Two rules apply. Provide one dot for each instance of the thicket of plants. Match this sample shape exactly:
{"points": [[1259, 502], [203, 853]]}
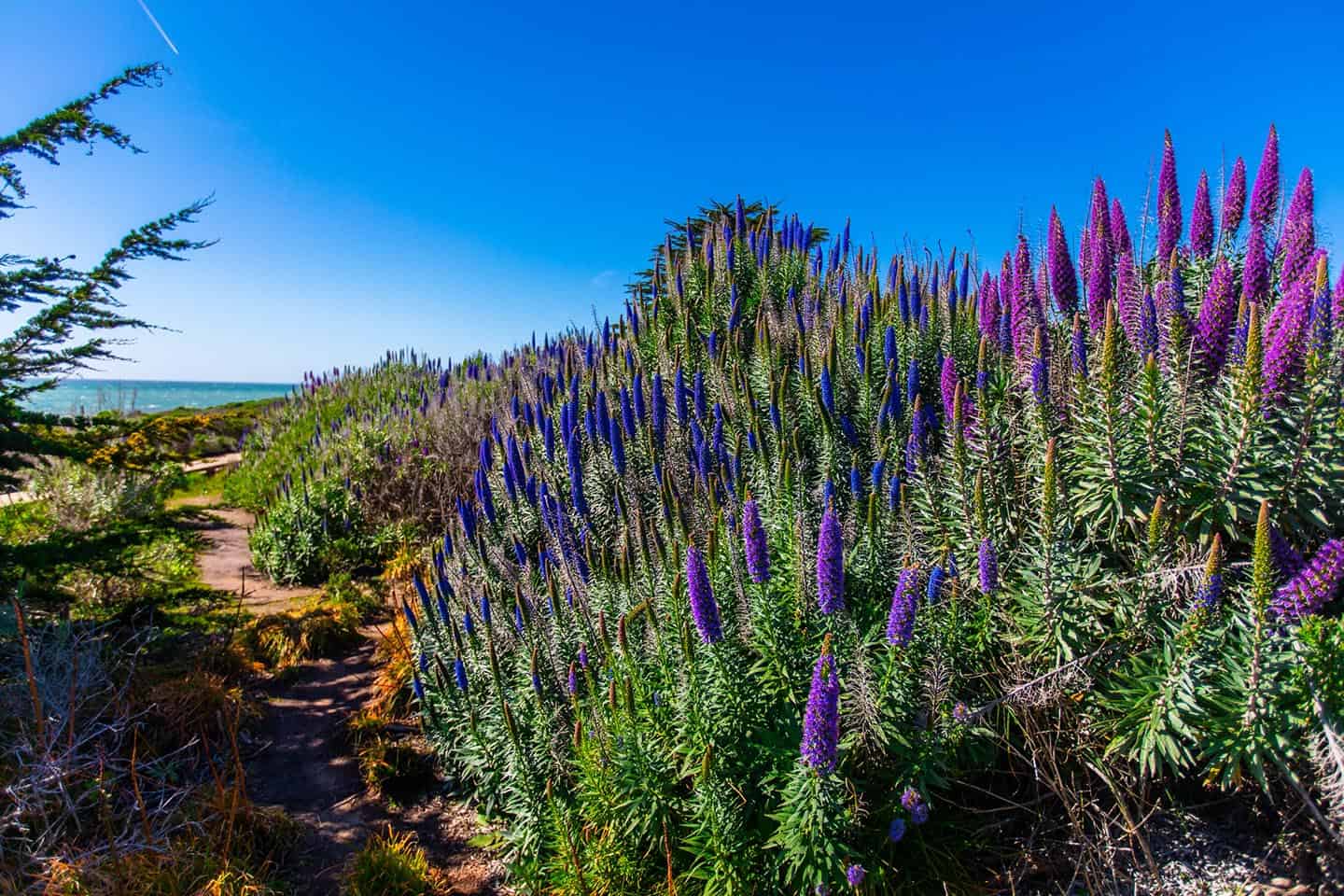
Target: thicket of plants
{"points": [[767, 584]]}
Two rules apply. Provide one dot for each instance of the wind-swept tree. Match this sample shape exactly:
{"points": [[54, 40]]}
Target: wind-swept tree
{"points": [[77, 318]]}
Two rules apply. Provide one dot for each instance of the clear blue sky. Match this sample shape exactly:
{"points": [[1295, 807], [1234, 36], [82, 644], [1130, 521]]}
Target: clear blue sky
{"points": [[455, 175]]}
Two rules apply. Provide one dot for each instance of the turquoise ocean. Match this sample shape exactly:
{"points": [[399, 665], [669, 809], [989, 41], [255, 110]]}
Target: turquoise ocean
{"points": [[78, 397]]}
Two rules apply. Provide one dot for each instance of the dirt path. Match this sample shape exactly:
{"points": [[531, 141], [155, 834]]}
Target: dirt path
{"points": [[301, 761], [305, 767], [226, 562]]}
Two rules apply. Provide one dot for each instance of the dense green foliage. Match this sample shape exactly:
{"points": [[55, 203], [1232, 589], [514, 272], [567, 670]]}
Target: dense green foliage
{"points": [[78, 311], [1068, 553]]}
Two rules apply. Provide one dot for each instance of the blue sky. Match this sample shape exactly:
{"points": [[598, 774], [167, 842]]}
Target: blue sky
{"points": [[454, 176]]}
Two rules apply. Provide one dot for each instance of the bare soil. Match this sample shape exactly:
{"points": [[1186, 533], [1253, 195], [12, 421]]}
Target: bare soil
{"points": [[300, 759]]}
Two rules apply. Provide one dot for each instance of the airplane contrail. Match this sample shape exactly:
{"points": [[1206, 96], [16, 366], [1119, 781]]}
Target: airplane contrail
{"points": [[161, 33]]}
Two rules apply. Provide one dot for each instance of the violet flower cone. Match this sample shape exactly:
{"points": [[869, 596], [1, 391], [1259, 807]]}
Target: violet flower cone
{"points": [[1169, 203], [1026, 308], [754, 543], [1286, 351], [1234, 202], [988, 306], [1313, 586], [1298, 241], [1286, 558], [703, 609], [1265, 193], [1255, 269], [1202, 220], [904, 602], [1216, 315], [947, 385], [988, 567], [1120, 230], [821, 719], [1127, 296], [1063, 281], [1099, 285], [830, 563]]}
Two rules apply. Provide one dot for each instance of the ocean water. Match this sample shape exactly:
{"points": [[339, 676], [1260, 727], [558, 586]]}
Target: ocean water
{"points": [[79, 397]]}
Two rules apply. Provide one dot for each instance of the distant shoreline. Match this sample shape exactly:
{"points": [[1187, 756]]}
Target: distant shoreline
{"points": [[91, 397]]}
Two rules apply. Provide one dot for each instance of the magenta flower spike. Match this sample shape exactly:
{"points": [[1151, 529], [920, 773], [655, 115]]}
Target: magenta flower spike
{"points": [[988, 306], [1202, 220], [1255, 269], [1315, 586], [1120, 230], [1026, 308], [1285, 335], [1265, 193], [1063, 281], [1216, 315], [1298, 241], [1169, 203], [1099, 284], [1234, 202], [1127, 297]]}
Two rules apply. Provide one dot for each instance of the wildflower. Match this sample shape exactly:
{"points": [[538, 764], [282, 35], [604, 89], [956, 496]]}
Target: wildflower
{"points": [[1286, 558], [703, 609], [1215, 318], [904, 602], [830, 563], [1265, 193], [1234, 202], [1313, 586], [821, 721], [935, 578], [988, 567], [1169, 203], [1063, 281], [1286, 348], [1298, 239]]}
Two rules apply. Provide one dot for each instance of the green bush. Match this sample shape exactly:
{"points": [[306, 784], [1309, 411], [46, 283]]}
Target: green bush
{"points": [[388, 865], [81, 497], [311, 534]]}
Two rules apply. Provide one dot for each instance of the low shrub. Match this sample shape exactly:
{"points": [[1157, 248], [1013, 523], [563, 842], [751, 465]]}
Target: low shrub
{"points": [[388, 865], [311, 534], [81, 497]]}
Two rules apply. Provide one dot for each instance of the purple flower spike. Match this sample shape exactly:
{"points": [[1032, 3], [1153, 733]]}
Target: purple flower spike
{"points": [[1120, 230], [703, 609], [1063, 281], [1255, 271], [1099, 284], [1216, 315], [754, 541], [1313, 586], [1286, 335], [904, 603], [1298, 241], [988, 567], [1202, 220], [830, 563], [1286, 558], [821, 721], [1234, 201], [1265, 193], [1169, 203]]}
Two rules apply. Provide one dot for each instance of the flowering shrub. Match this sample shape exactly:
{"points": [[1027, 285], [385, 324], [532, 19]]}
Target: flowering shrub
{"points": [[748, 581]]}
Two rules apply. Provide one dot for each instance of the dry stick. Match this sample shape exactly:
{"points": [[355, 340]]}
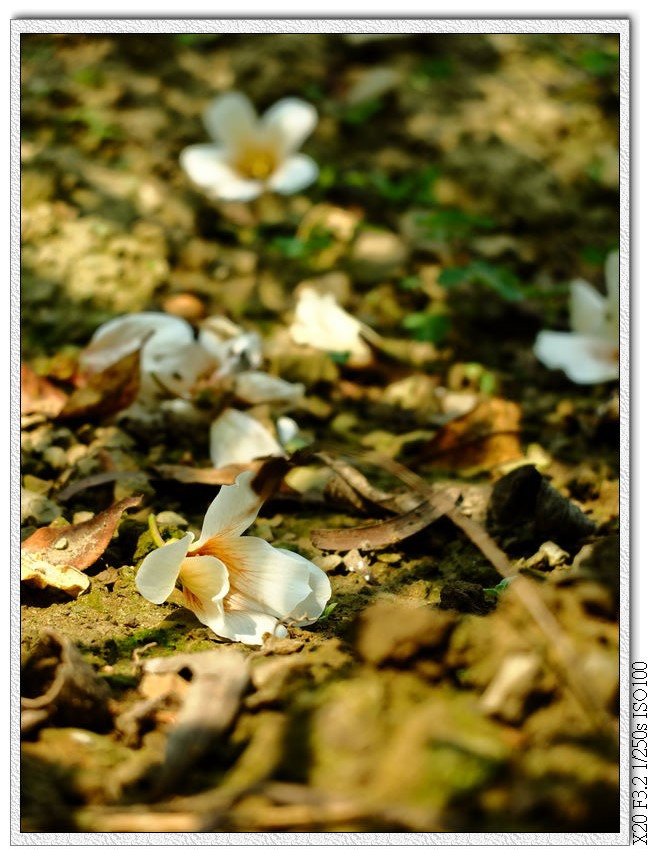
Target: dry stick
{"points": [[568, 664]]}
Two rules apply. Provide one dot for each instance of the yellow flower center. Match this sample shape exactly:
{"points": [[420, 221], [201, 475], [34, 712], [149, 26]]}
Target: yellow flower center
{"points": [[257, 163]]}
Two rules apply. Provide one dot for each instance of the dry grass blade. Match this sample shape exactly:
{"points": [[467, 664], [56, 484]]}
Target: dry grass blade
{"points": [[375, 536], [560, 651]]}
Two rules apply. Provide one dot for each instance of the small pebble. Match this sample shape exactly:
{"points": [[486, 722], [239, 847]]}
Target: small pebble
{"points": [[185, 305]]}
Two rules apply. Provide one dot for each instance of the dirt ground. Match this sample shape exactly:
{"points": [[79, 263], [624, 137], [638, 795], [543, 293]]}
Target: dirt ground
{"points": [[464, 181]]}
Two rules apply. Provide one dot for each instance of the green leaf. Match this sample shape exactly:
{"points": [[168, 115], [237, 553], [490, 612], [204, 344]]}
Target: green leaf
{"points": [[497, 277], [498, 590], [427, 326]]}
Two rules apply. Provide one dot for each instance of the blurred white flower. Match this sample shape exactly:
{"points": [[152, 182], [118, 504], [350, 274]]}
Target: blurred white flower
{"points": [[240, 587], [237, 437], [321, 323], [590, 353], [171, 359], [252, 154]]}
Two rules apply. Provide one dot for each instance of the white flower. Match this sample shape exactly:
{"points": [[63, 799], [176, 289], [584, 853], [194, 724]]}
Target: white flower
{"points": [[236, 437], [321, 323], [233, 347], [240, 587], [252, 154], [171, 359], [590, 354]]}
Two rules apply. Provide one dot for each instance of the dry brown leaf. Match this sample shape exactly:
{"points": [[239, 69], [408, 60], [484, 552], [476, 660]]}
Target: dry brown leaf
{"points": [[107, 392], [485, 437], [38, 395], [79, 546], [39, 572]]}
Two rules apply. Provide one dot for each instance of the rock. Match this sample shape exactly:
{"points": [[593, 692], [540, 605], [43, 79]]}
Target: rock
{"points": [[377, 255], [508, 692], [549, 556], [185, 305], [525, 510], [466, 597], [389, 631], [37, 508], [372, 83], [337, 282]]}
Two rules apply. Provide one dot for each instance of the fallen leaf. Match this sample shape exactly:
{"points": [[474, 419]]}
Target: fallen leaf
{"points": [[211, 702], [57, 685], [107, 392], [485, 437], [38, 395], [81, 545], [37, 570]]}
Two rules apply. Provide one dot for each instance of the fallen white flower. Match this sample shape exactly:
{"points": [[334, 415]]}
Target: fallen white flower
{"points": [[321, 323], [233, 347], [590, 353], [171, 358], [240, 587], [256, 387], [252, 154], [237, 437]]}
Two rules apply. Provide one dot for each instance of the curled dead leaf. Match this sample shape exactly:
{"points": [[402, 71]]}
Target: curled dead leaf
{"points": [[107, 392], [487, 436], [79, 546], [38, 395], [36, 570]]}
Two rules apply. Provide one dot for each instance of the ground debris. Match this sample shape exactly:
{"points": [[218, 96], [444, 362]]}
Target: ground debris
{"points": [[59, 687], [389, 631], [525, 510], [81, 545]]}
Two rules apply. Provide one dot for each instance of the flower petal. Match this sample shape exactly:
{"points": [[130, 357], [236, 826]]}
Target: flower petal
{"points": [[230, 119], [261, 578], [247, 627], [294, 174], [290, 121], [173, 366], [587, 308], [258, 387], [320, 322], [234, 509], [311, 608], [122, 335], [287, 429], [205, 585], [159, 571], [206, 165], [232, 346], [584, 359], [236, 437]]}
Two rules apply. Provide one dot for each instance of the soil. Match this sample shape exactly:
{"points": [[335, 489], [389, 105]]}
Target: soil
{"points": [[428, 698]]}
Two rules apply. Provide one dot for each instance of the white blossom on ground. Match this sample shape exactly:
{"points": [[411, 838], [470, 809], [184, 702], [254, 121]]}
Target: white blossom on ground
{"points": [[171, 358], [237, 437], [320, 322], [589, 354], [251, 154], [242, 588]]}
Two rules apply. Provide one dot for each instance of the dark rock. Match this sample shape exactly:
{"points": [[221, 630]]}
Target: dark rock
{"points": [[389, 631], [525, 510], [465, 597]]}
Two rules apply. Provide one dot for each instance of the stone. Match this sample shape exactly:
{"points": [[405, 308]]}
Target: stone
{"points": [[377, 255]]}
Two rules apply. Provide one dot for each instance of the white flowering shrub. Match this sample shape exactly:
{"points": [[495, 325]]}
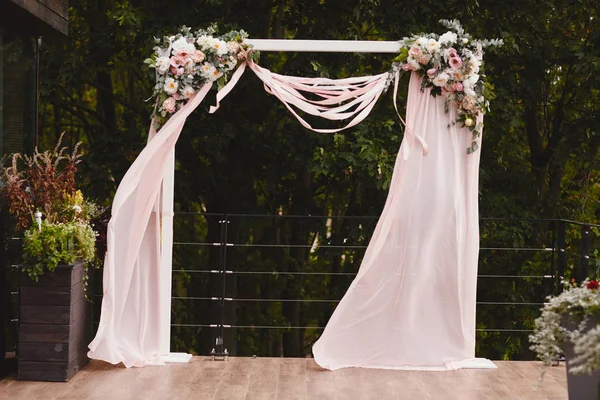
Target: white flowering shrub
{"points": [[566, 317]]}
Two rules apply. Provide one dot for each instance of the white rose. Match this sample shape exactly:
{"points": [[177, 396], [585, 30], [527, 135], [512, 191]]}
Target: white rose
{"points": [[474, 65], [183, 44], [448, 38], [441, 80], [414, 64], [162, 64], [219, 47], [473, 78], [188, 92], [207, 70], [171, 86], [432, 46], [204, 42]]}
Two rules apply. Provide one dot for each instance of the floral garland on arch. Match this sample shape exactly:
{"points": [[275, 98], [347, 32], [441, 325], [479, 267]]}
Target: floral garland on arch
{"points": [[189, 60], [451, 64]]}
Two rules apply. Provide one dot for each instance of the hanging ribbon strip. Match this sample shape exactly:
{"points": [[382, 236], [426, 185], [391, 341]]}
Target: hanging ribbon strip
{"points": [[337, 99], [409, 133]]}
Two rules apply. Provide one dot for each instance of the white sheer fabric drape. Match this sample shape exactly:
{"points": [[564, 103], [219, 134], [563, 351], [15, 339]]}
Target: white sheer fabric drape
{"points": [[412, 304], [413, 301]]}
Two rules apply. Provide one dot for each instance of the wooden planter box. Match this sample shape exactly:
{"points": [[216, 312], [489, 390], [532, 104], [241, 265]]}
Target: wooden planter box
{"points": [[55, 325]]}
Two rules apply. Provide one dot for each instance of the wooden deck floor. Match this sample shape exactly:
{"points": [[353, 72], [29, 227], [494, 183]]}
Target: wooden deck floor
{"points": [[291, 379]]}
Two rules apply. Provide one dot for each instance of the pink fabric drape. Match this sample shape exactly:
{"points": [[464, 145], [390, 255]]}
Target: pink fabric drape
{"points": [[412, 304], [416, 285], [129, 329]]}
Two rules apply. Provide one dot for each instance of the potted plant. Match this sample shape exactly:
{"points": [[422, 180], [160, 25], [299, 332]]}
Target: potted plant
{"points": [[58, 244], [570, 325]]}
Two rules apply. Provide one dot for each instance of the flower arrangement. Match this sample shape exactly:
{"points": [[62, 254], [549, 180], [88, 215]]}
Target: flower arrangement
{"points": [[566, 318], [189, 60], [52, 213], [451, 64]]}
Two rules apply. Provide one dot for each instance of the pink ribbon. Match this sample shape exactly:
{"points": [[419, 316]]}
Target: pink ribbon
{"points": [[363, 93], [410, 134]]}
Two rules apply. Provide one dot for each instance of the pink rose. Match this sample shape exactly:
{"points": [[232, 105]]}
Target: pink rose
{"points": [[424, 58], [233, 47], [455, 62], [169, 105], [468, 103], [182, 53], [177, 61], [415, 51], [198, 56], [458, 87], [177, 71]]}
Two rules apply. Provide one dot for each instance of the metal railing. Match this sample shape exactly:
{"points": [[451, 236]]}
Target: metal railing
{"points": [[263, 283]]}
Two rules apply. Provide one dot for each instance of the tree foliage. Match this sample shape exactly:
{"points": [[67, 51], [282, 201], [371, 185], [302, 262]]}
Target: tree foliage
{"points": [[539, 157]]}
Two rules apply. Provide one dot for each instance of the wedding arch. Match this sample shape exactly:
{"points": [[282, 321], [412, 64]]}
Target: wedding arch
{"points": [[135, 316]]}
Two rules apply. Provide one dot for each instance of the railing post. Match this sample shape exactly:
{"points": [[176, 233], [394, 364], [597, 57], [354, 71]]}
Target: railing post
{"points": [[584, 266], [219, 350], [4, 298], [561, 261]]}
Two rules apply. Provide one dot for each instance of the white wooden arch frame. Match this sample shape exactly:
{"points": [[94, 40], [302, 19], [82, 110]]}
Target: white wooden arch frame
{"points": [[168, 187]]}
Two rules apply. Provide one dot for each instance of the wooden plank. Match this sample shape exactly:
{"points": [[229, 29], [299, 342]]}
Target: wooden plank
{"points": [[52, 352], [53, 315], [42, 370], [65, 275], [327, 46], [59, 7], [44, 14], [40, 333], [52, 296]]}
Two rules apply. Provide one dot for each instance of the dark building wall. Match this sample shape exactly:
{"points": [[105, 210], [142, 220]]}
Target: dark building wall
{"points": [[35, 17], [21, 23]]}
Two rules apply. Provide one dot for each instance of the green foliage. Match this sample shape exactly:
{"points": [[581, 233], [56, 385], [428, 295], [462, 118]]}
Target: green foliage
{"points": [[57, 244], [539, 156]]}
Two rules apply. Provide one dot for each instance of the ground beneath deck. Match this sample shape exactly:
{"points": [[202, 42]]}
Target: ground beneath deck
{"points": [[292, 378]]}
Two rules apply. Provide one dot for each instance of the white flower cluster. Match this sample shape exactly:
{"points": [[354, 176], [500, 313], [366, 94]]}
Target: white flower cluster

+---+

Copy out, word for word, the lines of the listing above, starting with the line that contains "white flower cluster." and continuing through the end of the listing, both ends included.

§ **Result of this exercise**:
Two rules apply. Provide one dot for each instance of the white flower cluster. Match this sample shape exactly:
{"points": [[354, 176], [500, 313], [366, 94]]}
Target: white flower cluster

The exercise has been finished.